*** Begin section ***

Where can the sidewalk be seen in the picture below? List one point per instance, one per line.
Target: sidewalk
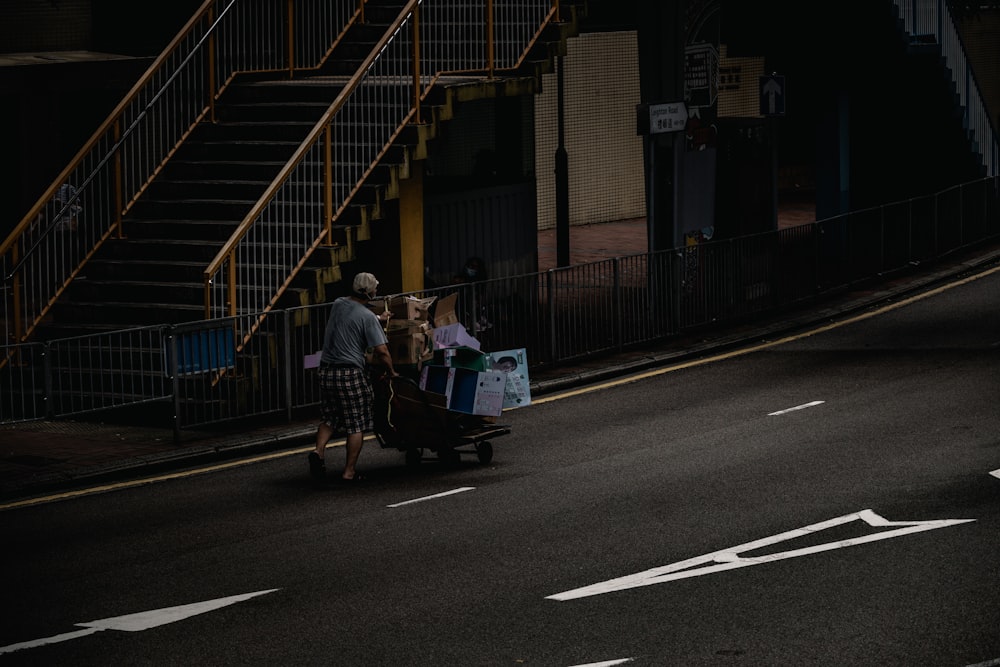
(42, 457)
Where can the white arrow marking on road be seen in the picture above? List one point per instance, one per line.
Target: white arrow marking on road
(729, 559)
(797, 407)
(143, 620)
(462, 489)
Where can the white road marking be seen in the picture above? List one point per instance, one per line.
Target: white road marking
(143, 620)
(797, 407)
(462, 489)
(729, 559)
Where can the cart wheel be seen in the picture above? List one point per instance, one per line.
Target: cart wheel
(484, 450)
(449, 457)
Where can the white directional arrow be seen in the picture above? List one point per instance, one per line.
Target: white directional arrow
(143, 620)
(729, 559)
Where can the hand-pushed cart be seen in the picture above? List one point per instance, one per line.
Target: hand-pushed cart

*** End section ***

* ABOUT THIS TASK
The entries above should be written out in full, and any picture in them left out.

* ANSWER TO THE EXERCISE
Where can the sidewalk be seen in the picture below? List one point per instance, one per line.
Target: sidewalk
(42, 457)
Where can the white arrow marking on road be seen in the picture above? List one point per instance, one per line.
Target: white arrow marking on road
(729, 559)
(797, 407)
(143, 620)
(462, 489)
Where can the white road marking be seen in the picture above? List one point per instance, one per line.
Target: white road marking
(143, 620)
(797, 407)
(462, 489)
(729, 559)
Where can the cart wheel be seen in the picture above? List one point per instance, one per line.
Target: cart wheel
(484, 450)
(449, 457)
Where can the white directional arrow be seen in the picture above? List one point per instance, one per line.
Target: white directional arrow
(143, 620)
(729, 559)
Where can the hand-pushed cart be seen in the picture above? List one point per instance, one per line.
Target: hand-pushed cart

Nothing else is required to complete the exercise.